» Short exercise
Every entry that follows should be repeated exactly; drop the images.
***** Task input *****
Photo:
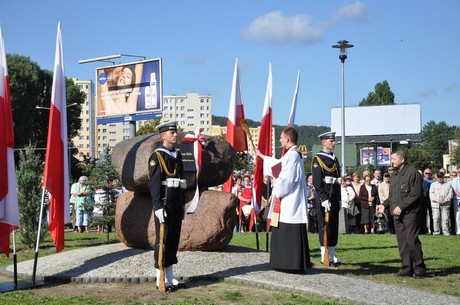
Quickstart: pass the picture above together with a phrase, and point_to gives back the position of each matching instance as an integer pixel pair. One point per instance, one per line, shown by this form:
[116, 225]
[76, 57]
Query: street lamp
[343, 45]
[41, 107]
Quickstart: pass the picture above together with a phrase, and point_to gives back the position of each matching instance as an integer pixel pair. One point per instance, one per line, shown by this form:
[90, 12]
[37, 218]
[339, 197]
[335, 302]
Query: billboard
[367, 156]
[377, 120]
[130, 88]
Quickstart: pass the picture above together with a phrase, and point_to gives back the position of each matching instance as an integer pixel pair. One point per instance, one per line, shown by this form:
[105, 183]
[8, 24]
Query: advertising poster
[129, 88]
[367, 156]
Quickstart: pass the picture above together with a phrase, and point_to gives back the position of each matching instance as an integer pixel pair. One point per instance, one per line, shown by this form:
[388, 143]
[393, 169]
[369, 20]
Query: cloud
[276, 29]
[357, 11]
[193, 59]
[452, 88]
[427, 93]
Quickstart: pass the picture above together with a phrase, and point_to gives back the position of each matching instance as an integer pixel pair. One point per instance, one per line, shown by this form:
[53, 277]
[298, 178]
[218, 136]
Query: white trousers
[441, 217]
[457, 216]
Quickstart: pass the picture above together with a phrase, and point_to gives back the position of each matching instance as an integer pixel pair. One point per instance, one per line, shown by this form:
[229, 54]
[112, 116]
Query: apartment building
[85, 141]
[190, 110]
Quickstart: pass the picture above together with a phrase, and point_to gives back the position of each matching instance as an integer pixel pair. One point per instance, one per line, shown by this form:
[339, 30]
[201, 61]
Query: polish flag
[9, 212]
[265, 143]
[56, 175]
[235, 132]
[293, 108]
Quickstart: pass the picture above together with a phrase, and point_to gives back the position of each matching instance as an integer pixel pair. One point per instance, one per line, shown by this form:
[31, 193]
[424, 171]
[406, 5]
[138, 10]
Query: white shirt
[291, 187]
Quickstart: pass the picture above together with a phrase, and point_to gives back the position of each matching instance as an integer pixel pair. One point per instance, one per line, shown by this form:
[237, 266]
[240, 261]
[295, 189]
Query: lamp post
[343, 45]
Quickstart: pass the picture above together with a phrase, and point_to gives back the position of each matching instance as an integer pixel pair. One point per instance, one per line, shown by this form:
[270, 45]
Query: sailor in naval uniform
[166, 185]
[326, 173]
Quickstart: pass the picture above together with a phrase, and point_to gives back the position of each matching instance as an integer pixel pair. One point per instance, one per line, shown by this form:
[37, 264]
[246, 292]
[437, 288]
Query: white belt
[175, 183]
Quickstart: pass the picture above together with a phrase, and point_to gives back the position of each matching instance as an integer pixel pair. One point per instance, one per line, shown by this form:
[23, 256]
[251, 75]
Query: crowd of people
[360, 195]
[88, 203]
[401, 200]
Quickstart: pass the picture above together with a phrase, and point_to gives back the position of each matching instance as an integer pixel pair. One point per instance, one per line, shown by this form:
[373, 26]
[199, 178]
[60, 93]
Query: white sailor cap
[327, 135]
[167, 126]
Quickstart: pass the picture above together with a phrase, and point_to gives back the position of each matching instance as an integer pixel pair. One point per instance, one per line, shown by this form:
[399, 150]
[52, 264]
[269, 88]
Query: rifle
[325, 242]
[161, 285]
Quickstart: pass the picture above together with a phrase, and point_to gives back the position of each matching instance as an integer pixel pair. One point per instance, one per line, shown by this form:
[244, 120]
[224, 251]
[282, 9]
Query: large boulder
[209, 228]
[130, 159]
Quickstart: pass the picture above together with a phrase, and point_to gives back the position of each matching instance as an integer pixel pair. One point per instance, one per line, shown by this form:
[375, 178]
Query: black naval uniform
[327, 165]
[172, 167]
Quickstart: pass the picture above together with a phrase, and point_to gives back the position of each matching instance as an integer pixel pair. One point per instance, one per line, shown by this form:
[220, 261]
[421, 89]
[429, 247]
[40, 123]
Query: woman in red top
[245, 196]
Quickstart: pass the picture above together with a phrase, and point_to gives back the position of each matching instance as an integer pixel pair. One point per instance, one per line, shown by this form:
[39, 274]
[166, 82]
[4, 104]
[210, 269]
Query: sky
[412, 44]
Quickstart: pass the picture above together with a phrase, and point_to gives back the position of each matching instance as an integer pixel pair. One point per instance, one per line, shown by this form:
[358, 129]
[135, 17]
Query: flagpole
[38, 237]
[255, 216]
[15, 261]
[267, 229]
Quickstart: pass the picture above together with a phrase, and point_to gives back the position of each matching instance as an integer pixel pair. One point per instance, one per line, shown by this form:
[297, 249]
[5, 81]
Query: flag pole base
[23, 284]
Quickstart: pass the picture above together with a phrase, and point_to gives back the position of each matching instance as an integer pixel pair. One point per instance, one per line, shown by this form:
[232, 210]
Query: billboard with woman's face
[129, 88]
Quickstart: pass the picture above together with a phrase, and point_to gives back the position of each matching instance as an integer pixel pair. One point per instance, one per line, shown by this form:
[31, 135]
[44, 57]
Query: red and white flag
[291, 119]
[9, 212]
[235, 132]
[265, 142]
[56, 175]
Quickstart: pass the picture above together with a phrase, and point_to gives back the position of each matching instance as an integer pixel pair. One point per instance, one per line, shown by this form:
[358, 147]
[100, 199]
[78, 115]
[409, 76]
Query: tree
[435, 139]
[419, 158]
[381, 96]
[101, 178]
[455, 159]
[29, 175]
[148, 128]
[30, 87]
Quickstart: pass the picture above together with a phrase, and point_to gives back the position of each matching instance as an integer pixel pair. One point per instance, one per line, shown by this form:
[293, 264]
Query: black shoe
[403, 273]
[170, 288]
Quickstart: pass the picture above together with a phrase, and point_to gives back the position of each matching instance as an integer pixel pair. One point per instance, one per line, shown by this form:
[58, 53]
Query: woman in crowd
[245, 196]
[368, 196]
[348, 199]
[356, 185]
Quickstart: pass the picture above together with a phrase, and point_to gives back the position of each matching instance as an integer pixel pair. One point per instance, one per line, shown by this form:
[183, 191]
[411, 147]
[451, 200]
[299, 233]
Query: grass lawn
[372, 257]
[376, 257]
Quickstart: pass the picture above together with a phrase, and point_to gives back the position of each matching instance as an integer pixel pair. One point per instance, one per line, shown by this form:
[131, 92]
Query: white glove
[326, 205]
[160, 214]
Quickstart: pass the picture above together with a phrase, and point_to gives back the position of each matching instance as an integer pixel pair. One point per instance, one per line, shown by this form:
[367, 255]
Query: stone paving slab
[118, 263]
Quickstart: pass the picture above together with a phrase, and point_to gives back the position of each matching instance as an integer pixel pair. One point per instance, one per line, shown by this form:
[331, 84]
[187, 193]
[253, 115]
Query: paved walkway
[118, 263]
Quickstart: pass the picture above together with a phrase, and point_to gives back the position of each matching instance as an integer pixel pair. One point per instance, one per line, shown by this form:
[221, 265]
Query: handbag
*****
» Solution for this task
Photo:
Quickstart: pass the picture above together with a phrase, and point_to gives back the position of each matching instance as an integer pixel pair. One point per instance, one per line, shown by this form:
[116, 225]
[76, 57]
Query: street lamp
[343, 45]
[41, 107]
Quickstart: pass the picture above together with a phrase, and point_to gives back the position of each matching instance as an integer pixel pair. One point per instance, one per line, shown by this form:
[90, 12]
[37, 218]
[339, 197]
[335, 302]
Query: billboard
[367, 156]
[377, 120]
[130, 88]
Quickstart: pass the picture above together with a phrase, and point_to gives back the position of each matching instance as an integer pixel pair. One point per instance, one per line, shown by this form:
[105, 183]
[8, 24]
Query: advertising poster
[129, 88]
[367, 156]
Quickstart: pass the picture above together with a phrase, and point_to gives back the position of each matching instance as an integer pixel pair. One point per instance, one per line, shown by this form:
[388, 143]
[393, 169]
[369, 20]
Query: cloud
[276, 29]
[357, 11]
[193, 59]
[452, 88]
[427, 93]
Quickstart: pass the picture above together with a phrase, and point_to gives back the position of each matching instance as an integer pixel pair. One point per instance, one per line, shown by this form:
[53, 277]
[298, 178]
[218, 136]
Query: white trousers
[441, 217]
[457, 216]
Quickstart: pass the picture above together with a phrase, and point_to gives back the position of each matching instance as an integer pixel pair. One point per instance, one per line, shown by this form:
[229, 54]
[112, 116]
Query: apartment building
[85, 141]
[190, 110]
Quickstart: pass the picture above together with a phrase, and point_to gives back the position of each matching instance as an integer pixel pair. One point per instance, one per line, shown by this form:
[339, 30]
[201, 61]
Query: polish flag
[9, 212]
[265, 143]
[56, 175]
[235, 132]
[293, 108]
Quickstart: pass the picture above together with a phrase, and point_to gives back the position of each matching instance as an integer pixel pair. One point per instance, one per line, shown by this form:
[31, 193]
[424, 171]
[406, 5]
[138, 10]
Query: white shirt
[291, 187]
Quickstart: pass the picture above together with a phrase, and point_to gives back the position of each matching instance as an integer pixel pair. One point per instance, one per line, shown by this form:
[237, 266]
[240, 261]
[295, 189]
Query: lamp post
[343, 45]
Quickstart: pass the picture above together with a phrase, and point_to gives back the position of each matching instance as an integer pixel pair. One point per instance, one per line, shown by this form:
[270, 45]
Query: sailor in naval uniform
[166, 185]
[326, 173]
Quickstart: pass the picture above together with a phrase, and point_to gives back the position of each matching instance as an integer pixel pair. One point per instance, one per line, shown by this form:
[37, 264]
[246, 292]
[437, 288]
Query: white belt
[175, 183]
Quickstart: pass the picture above together with a phrase, and point_to gives back the position of each matching instance as an integer pixel pair. One point per instance, one per line, shown by this form:
[23, 256]
[251, 75]
Query: crowd of people
[360, 195]
[88, 203]
[401, 200]
Quickstart: pass the picture above together with a phrase, and point_to gives back the position of each matching instance as an integer pixel pair. One point per instance, one per line, shown by this form:
[373, 26]
[199, 178]
[60, 93]
Query: white sailor cap
[327, 135]
[167, 126]
Quickstart: pass the picture above together with a phrase, and point_to gives back the position of each matching instance as an integer pixel pair. One point per instance, one per line, shown by this form:
[399, 150]
[52, 264]
[269, 88]
Query: rifle
[325, 242]
[161, 285]
Quickstart: pass the picture above together with a phrase, and point_to gives back the position of each matching instance as an integer pixel pair. One point per instance, one per line, shown by this form:
[244, 120]
[224, 251]
[282, 9]
Query: large boulder
[209, 228]
[130, 159]
Quickstart: pass the picture above together with a phrase, and point_to gives back the position of each matching instance as an integer pixel pair. One point per instance, one per line, shown by this form:
[375, 178]
Query: black naval uniform
[327, 165]
[172, 167]
Quickstart: pass the picture above together with a phrase, and point_to gives back the position of each matching instance as an integer pixel pair. One point per instance, one per line, shown by this form:
[220, 261]
[421, 89]
[429, 247]
[40, 123]
Query: woman in red top
[245, 196]
Quickstart: pass the picture above together with a phrase, and point_to gives back the position of each matching instance as an integer pixel pair. One point per instance, one per line, shown by this form:
[39, 274]
[166, 82]
[4, 104]
[210, 269]
Query: sky
[412, 44]
Quickstart: pass the picture above together with a phrase, and point_to gives back the position of each matching instance as an integer pixel pair. One point per instance, one per line, shown by this form:
[358, 129]
[135, 17]
Query: flagpole
[38, 237]
[255, 216]
[15, 261]
[267, 229]
Quickstart: pass the picture above together with a phrase, and point_to gives back the position of each matching instance as an integer pixel pair. One point per instance, one per line, shown by this form:
[297, 249]
[5, 81]
Query: flag pole base
[23, 284]
Quickstart: pass the picture above together with a phrase, and point_to gives back the position of each matching instance as an integer pixel pair. One point per instance, one per line, shown by this form:
[232, 210]
Query: billboard with woman's face
[129, 88]
Quickstart: pass the picture above together with a phrase, and point_to gives back the position of each matching instance as an integer pixel pair. One point per instance, one per line, shown by this form:
[31, 135]
[44, 57]
Query: red and white flag
[291, 119]
[9, 212]
[235, 132]
[265, 142]
[56, 175]
Quickstart: pass the picture above together with a phrase, and point_to gives back the position of each matching instance as an integer pixel pair. One point per instance, one per line, shown by this form:
[358, 147]
[100, 199]
[78, 115]
[409, 76]
Query: tree
[435, 139]
[419, 158]
[381, 96]
[101, 178]
[455, 159]
[29, 175]
[148, 128]
[30, 87]
Quickstart: pass the picture above together with a phrase, and point_to gives back the position of each matching instance as an integer pixel pair. One point per instance, one per line, shown by this form:
[293, 264]
Query: black shoe
[403, 273]
[170, 288]
Quickstart: pass the picture above together with a phrase, and point_to gives back the position of each matching instance as an integer pixel pair. One point per instance, one per line, shown by this form:
[58, 53]
Query: woman in crowd
[245, 196]
[368, 196]
[348, 199]
[356, 185]
Quickstart: pass the picture above together with a phrase, and point_to gives back the position of each matching instance as an integer pixel pair. One point per instance, one per line, shown by this form:
[183, 191]
[411, 147]
[451, 200]
[299, 233]
Query: grass lawn
[372, 257]
[376, 257]
Quickstart: pass the picture above together with a phrase, and point_to gives back the position of each matching instance as an integer pixel pair. One point per instance, one per line, shown by this form:
[131, 92]
Query: white glove
[326, 205]
[160, 214]
Quickstart: pass the picture above together with a phrase, and point_to gives back the position of each matching instance as an integer pixel pair. One point per instance, one per line, shown by this form:
[367, 255]
Query: stone paving slab
[118, 263]
Quickstart: pass the picture above together with a phrase, and point_to gives back the position of each matching instance as an integer pixel pair. One point per instance, one per line, shown by this form:
[331, 84]
[187, 193]
[253, 115]
Query: paved walkway
[118, 263]
Quickstart: pass the picture above together with a phrase, and point_to gives back the position of each matching instance as an integer pixel pair. One point per instance, one per line, shown by this form:
[221, 265]
Query: handbag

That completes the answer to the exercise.